Text under study:
Senior lawyer, Abid Hassan Minto expresses dissatisfaction over Nawaz Sharif’s disqualification on the grounds of Article 62 (being Saadiq or Ameen) rather than on corruption or money laundering. He believes the SCP has set a wrong precedence. He says, “It is problematic because most of the members in the federal parliament and provincial assemblies could be disqualified under the same grounds, which are quite vague.” He says that the situation in the case of Jahangir Tareen’s disqualification for life is the same.
Minto terms for-life disqualification of Sharif and Tareen unconstitutional on the ground that the constitution says an individual cannot be disqualified for life till a legal provision to do so is present. Another question, he says, is where would they challenge this disqualification for life awarded by the country’s highest court?
The formation of an investigative team to further look into the matter after the April 2017 split decision in Panama case also raised many eyebrows. The concern was about the inclusion of representatives of two powerful intelligence agencies by the court. There was a perception that the SCP had allowed the military to directly look into the proceedings.

Given records:
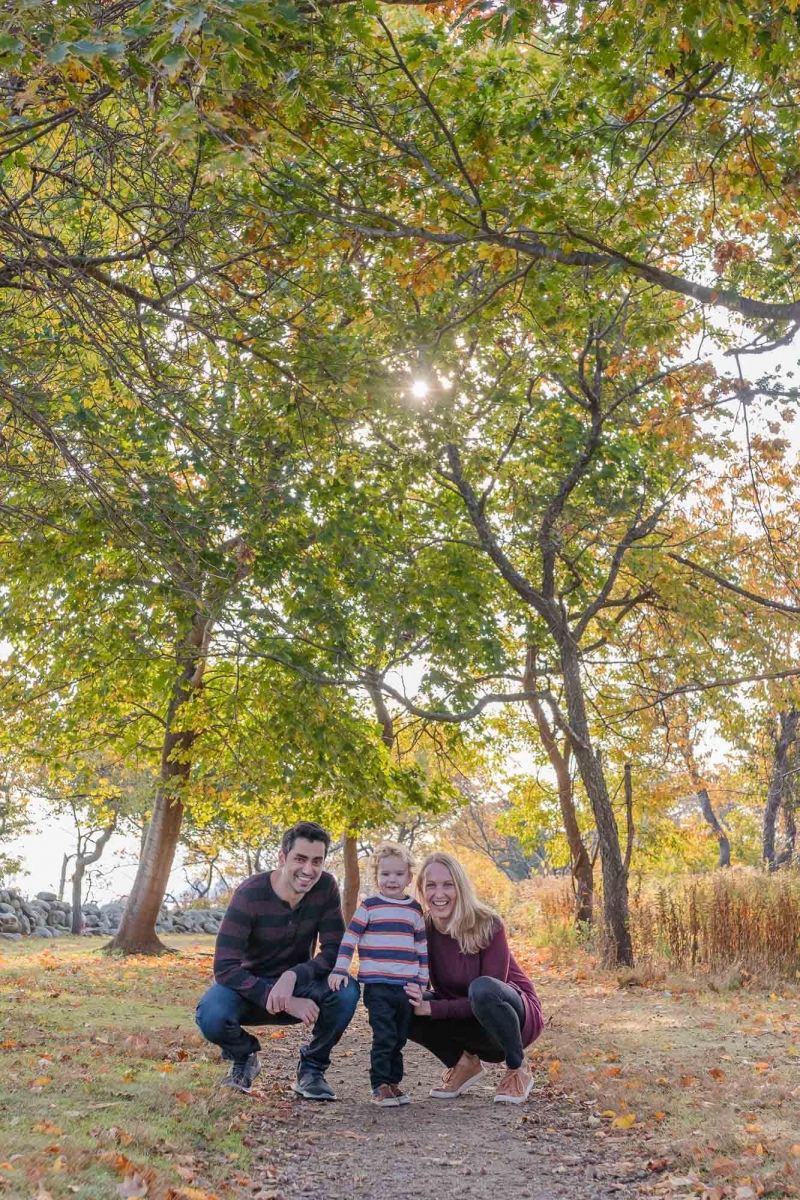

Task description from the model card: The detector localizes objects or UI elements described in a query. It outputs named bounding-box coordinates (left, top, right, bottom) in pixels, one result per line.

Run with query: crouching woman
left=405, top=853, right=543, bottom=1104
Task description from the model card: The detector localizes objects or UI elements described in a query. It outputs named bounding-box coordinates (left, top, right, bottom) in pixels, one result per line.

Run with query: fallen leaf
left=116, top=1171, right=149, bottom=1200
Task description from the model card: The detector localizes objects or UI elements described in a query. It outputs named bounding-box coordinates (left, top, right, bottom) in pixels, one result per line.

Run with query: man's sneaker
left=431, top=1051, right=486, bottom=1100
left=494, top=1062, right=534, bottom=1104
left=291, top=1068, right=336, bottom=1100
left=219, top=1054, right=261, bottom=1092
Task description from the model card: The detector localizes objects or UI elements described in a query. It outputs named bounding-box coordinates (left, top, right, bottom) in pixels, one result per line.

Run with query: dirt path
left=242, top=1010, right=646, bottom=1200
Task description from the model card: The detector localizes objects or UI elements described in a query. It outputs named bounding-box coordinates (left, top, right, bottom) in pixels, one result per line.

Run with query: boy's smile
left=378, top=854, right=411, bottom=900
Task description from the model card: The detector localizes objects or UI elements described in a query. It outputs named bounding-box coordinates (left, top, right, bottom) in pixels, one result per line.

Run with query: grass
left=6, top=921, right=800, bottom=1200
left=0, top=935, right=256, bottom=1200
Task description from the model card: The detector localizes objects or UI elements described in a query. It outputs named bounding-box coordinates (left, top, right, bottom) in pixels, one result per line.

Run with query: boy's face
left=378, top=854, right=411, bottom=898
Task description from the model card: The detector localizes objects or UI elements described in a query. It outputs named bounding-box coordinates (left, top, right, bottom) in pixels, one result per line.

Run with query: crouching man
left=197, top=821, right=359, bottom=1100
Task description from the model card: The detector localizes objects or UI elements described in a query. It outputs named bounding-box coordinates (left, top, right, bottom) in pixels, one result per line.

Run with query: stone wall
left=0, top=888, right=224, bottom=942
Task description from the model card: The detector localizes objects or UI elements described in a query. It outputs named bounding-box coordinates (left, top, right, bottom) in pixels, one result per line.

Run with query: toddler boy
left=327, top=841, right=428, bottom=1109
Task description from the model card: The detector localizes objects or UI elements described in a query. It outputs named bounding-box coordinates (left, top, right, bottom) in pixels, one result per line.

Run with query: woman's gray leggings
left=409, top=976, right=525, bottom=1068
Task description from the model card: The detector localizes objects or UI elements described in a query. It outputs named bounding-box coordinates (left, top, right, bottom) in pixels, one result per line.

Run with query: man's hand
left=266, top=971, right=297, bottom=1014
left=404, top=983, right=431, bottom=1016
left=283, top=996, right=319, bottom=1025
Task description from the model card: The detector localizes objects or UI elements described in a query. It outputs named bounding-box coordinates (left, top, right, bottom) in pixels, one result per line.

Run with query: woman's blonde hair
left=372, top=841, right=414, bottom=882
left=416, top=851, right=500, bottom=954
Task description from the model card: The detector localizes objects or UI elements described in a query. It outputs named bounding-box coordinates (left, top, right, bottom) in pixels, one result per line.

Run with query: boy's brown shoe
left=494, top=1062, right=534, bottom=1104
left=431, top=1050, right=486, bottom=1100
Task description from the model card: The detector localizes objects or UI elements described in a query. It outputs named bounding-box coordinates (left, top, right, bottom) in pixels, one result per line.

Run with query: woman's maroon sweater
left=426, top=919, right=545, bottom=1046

* * *

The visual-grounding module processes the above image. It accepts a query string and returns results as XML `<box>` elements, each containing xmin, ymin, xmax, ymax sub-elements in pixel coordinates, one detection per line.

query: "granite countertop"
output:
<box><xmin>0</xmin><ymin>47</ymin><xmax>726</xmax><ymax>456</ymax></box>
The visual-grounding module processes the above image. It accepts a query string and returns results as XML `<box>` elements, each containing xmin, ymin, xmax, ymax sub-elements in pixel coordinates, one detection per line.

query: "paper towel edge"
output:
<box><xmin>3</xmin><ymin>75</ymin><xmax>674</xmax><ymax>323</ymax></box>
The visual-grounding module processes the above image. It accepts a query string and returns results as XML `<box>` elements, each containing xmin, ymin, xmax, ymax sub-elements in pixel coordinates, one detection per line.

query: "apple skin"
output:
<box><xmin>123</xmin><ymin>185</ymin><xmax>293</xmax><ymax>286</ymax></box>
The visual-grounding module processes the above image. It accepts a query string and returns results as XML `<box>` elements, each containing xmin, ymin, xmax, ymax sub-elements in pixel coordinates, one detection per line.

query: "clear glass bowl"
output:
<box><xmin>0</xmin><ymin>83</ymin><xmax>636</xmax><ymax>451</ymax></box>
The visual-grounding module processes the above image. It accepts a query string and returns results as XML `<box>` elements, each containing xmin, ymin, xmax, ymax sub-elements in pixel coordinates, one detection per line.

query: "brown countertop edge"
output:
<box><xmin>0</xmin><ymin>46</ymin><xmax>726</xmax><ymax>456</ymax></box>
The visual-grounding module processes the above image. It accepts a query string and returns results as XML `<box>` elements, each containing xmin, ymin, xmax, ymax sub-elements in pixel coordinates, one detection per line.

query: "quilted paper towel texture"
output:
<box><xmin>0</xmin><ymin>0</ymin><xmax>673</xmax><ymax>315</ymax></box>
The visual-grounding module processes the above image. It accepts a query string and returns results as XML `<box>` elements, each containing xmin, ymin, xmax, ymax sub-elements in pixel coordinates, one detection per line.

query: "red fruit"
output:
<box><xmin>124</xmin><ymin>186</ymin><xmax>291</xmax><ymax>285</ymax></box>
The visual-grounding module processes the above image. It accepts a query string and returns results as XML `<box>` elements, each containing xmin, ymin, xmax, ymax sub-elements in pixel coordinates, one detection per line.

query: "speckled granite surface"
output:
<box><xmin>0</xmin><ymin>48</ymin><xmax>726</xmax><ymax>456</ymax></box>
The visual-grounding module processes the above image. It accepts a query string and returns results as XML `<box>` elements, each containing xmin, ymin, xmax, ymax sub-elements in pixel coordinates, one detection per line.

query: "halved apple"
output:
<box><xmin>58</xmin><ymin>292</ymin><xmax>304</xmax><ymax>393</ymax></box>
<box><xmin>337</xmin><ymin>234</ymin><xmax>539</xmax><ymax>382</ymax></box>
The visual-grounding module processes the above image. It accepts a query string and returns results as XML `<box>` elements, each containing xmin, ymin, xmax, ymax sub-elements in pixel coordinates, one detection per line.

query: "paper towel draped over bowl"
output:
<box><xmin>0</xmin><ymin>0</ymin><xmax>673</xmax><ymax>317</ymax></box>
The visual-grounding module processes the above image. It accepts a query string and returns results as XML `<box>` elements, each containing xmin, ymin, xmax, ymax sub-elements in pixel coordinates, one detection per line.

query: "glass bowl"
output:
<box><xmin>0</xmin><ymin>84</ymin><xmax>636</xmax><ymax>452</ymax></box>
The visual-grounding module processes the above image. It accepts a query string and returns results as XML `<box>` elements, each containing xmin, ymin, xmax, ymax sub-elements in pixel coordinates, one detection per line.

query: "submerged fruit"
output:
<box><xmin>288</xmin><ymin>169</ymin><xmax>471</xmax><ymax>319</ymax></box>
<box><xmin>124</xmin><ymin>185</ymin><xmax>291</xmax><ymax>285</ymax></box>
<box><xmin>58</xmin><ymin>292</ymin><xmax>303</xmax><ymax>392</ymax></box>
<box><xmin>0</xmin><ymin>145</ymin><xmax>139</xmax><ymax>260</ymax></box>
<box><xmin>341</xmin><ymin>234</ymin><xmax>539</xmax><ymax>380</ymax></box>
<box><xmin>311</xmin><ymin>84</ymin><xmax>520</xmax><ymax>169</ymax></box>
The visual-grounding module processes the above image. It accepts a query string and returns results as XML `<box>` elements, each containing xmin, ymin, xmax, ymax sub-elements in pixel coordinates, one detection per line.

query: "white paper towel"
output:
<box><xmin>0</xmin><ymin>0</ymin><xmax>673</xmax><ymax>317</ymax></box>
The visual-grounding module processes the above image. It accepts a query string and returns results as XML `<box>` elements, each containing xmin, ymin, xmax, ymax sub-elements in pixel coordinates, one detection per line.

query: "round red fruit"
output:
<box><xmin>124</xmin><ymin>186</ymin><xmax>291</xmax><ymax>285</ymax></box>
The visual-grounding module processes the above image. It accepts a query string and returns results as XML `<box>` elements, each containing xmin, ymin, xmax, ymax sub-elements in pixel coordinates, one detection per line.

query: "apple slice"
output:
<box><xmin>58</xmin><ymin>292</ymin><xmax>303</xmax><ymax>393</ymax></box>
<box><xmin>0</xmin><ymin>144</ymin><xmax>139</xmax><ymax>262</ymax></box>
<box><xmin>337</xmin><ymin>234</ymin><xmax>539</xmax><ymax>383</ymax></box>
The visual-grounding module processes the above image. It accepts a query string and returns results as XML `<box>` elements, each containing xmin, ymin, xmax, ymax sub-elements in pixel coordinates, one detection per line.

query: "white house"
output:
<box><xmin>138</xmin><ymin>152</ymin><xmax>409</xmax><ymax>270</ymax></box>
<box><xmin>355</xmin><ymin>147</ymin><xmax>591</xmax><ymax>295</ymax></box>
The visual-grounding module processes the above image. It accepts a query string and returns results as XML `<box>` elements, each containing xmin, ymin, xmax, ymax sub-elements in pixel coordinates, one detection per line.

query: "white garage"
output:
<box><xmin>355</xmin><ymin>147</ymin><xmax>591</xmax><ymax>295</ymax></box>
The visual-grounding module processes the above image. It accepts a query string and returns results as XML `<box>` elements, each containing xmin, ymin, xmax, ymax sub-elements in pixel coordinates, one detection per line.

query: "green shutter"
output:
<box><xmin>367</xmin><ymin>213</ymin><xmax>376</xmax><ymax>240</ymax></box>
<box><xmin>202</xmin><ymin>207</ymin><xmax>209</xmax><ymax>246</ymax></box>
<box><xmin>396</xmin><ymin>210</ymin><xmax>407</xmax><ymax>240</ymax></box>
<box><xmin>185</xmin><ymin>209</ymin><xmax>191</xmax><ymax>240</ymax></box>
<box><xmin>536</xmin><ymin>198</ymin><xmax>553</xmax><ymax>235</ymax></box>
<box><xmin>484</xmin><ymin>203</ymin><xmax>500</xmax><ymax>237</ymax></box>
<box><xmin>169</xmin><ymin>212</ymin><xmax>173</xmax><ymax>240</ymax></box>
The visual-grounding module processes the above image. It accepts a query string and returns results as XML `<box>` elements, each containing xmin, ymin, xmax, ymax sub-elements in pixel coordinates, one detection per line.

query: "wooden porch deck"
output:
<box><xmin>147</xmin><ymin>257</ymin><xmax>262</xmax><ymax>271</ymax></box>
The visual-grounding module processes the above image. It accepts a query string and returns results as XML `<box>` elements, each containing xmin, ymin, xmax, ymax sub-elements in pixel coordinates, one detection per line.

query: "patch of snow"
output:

Exercises:
**a.** Name every person mentioned by name in the text on Nawaz Sharif's disqualification.
**b.** Pick up the text on Nawaz Sharif's disqualification after its last sentence and carry it on.

Answers to the exercises:
**a.** Abid Hassan Minto, Nawaz Sharif, Jahangir Tareen

**b.**
Lawyer and constitutional expert, Babar Sattar, thinks the Panama ruling is not as per Article 10-A, added through the 18th Amendment that allows citizens constitutional right to fair trial. In his newspaper writings, he objects to the monitoring of NAB investigations by an SCP judge and questions whether a decision by the authority can be challenged in a high court in such a scenario. His point is how can an appeal be accepted by a high court if the investigation is held directly under the supervision of an SCP judge?
While there are questions about the judiciary trespassing its limits, certain segments of the society see it as a saviour of the system that they term as totally flawed, offering nothing to the masses. The more knowledgeable among them refer to Articles 199 and 184 of the Constitution, saying these allow the courts to step in for the protection of fundamental rights.
The year also saw the lawyer community showing its muscle on different occasions. In April, several of the country’s top lawyers’ associations, including the Pakistan Bar Council (PBC), announced a countrywide strike asking Nawaz Sharif to resign after the announcement of the verdict in Panama case.
In August, the lawyers announced countrywide strike against the non-bailable arrest warrant for the Lahore High Court (LHC) Bar Association Multan President, Sher Zaman, in contempt of court case by the Chief Justice Lahore High Court, Syed Mansoor Ali Shah.
Later in September, it was Khyber Pakhtunkhwa where the lawyers boycotted the courts and staged protest demonstrations in Peshawar and several other districts against the killing of Rohingya Muslims in Myanmar. Two months later, they observed a complete strike on November 27 against the construction of a park on the premises of Mardan district courts.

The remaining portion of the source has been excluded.